- _Text passage_:
This is spitting back and telling me that x is typed as both Float64 and Int64 which is exactly the problem I identified. But have no fear, Julia is based around typing, so it has ways to handle this. For example, zero(a) gives you a 0 in the type of a, so

function g(a,n)
x = zero(a)
for i in 1:n
x += a
end
end

is a good generic type-stable function for any number which has zero and + defined. That’s quite unique: I can put floating point numbers in here, symbolic expressions from SymEngine.jl, ArbFloats from the user-defined ArbFloats.jl fast arbitrary precision library, etc. Since Julia always auto-specializes on the types, no matter what I give it, it will know how to replace zero with whatever it needs to and do so at compile-time since at compile-time there’s enough type information to know what that constant should be, and then it will replace the + with calls to the correct version of +. Thus there is no runtime overhead for handling genericness. All you have to do is remember to write your code in a manner such that the types match what comes in (other helpful functions for this include typeof, eltype, and similar). So Julia is not only built to make generic functions performant, but it also has the right tools for handling types to make this actually easy to do.

Sure, Numba uses a similar strategy as Julia. If you stick to only using Float64s and a few other basic types (Float32, and some integer types?) you’ll get something very similar to what’s described here. But I’ve described before that making robust generic software with this type-inference approach requires a strong understanding and use of the type system, and I have never found Python+Numba close to matching Julia in its ability to let the user directly handle types, and it’s this combination of the type system + the compilation strategy that makes Julia code scale well. This difference may not be appreciated in one-off scripts, but when building and maintaining robust software I have found it necessary.

But lastly, using this strategy Julia actually can produce static binaries like compiled C or Fortran code, so I think this fact will come in handy for making Julia into a package development language. Basically, you can write packages in Julia, and someday it will be easy to generate a runtime-free binary (like C/Fortran) others can link to. That leads me to my next point.

In some ways, I see Julia actually as a more productive C++ instead of a faster Python. At least as a package developer I tend to use it like that, and a lot of its features essentially give you full generic template programming that you’d attempt in C++, just with a lot less code. I think that for many developers, this is a more appropriate way to consider Julia. But that’s not Julia’s whole audience, which leads to my next point.

## You Will See The Most Benefits in Package Development

How much does this language choice actually effect real use cases? Well, I think it depends on who you are. One thing that you’ll notice is that, for the vast majority of users, the performance of your scripts is almost entirely determined by the speed of your packages. This is true in pretty much any scientific computing application that I know of, in Julia, R, MATLAB, Python, etc. If 90% of your time is spent calling functions from DataFrames or JuMP, then the speed of your analysis code really doesn’t impact the final runtime all that much.

- _Data section_:

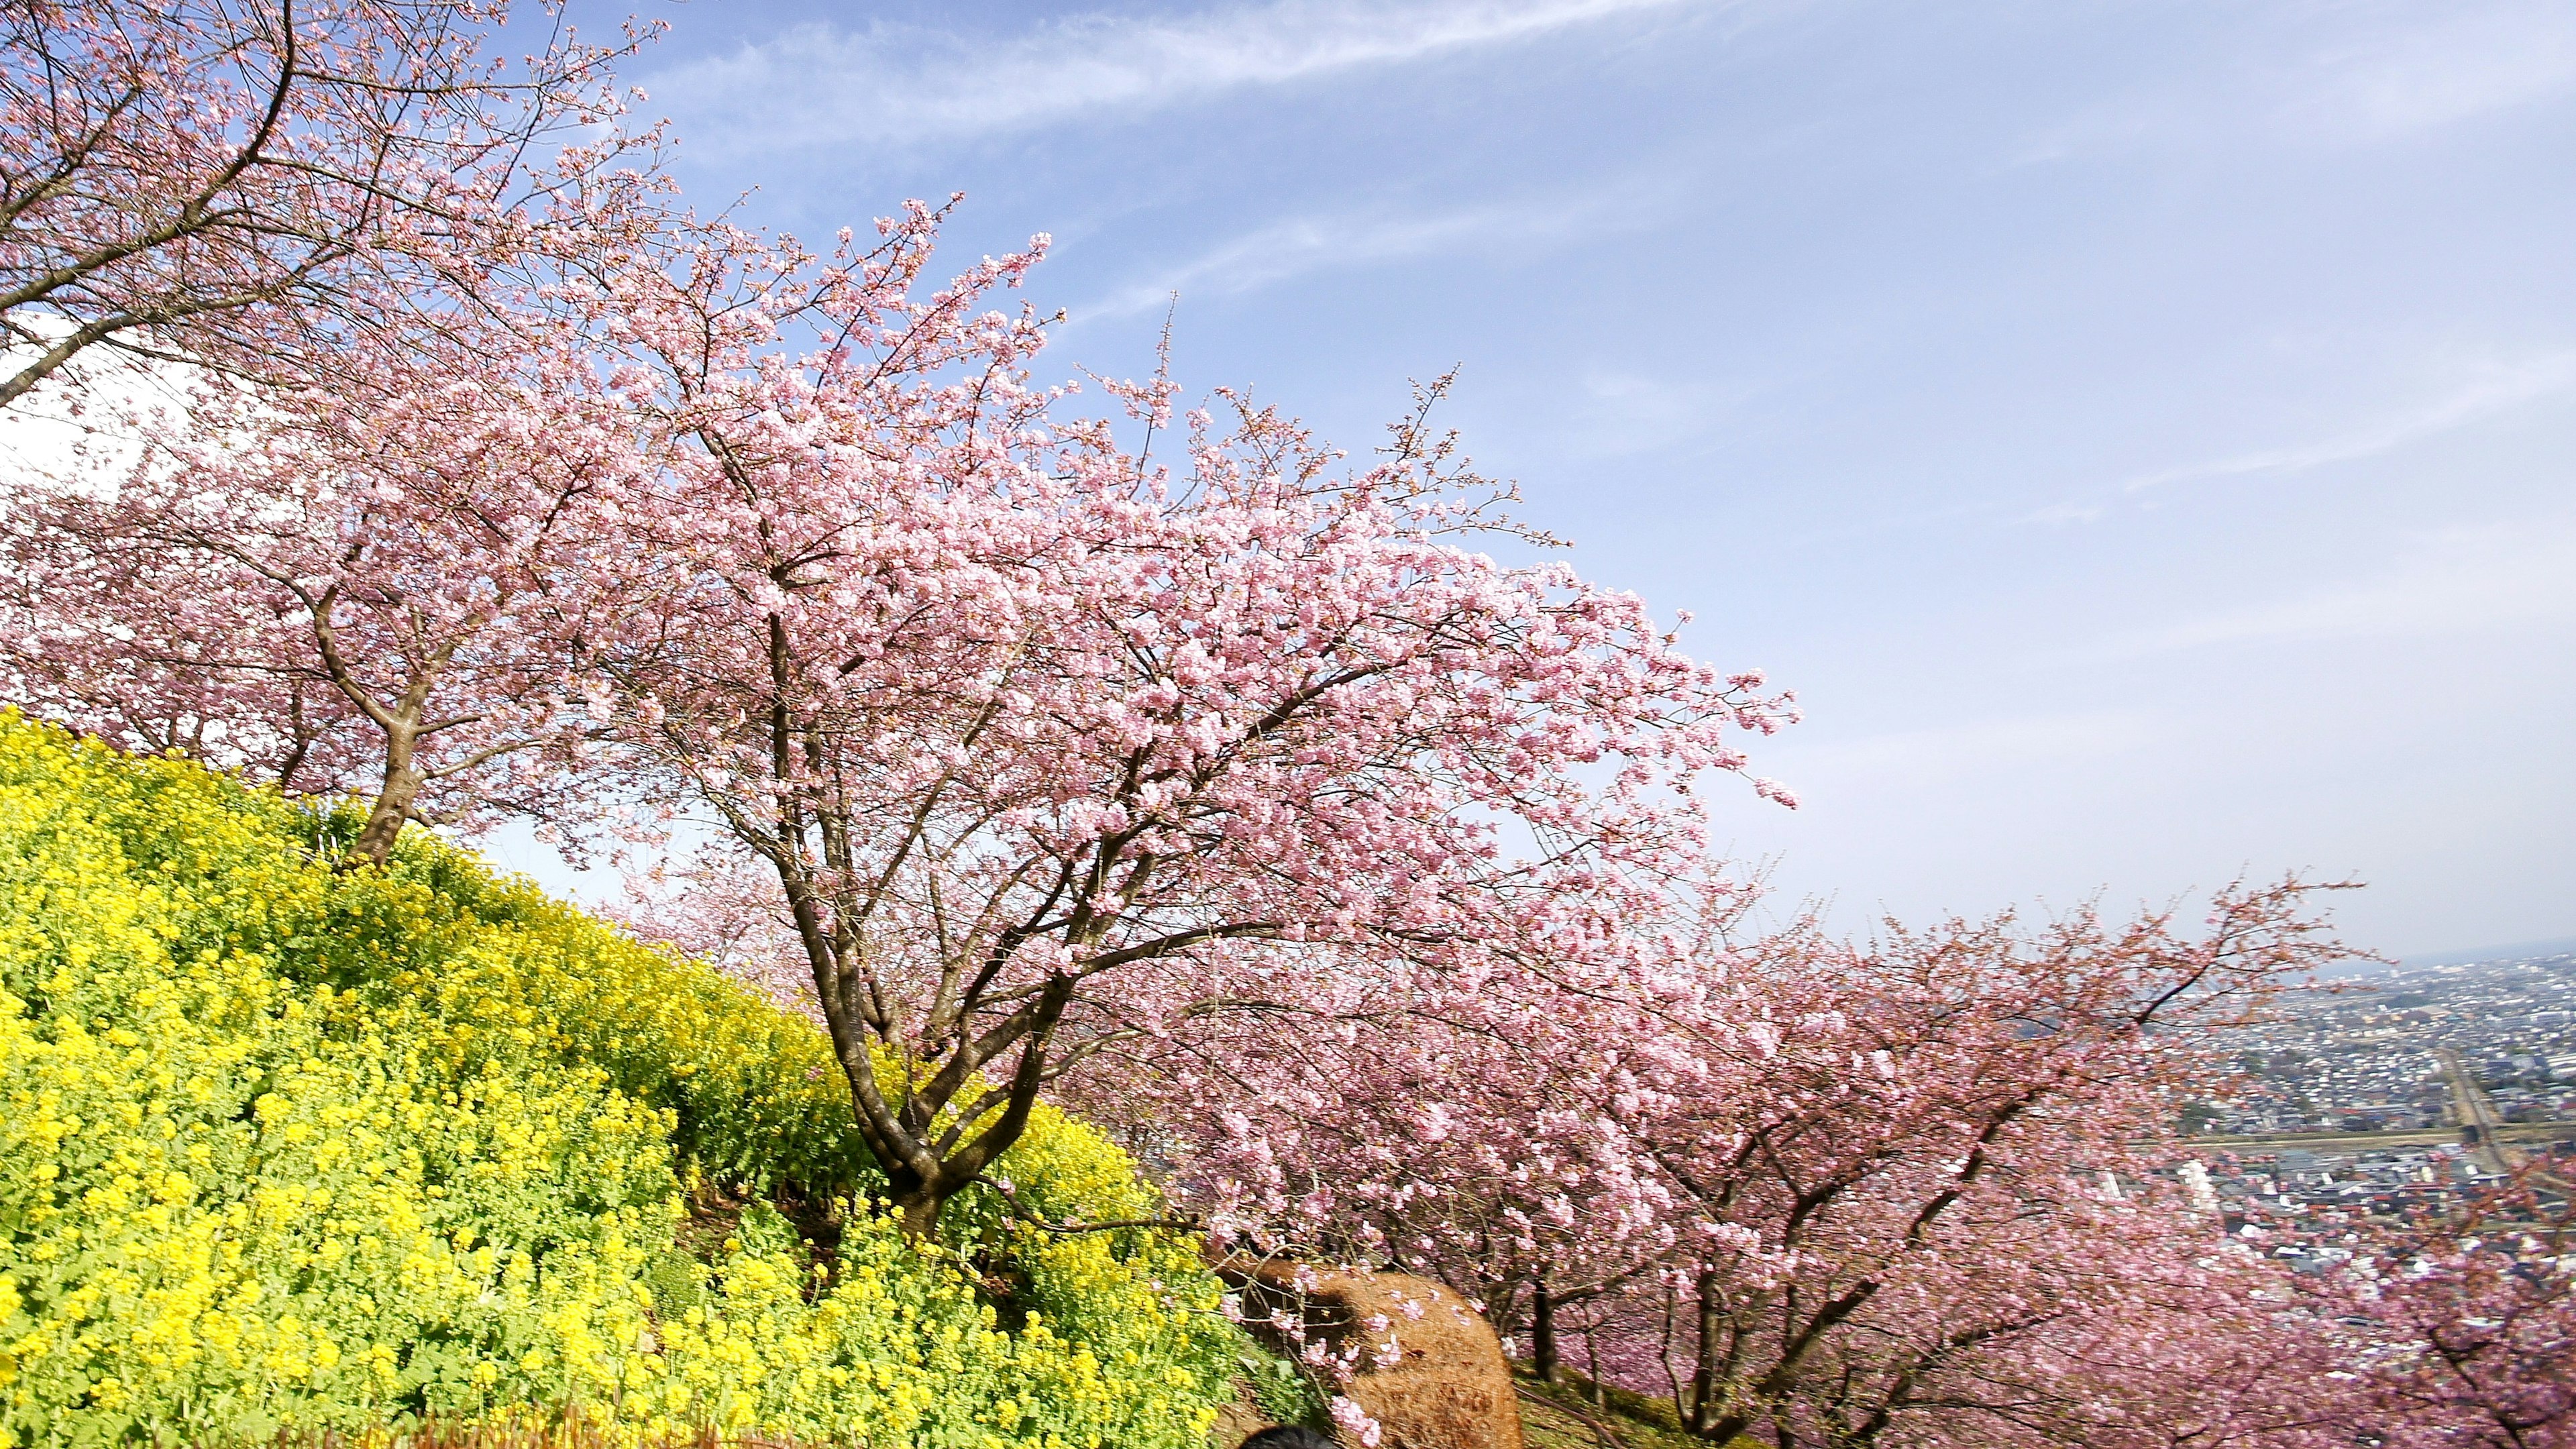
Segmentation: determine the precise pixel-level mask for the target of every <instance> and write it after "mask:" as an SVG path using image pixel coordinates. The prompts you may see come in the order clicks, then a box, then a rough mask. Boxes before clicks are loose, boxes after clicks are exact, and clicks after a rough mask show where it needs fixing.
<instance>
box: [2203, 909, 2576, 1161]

- _Instructions for the task_: Can you give the Julia passage again from the words containing "This is spitting" through "x = zero(a)", substituting "one" for "zero" wherever it occurs?

- _Response box_:
This is spitting back and telling me that x is typed as both Float64 and Int64 which is exactly the problem I identified. But have no fear, Julia is based around typing, so it has ways to handle this. For example, one(a) gives you a 0 in the type of a, so

function g(a,n)
x = one(a)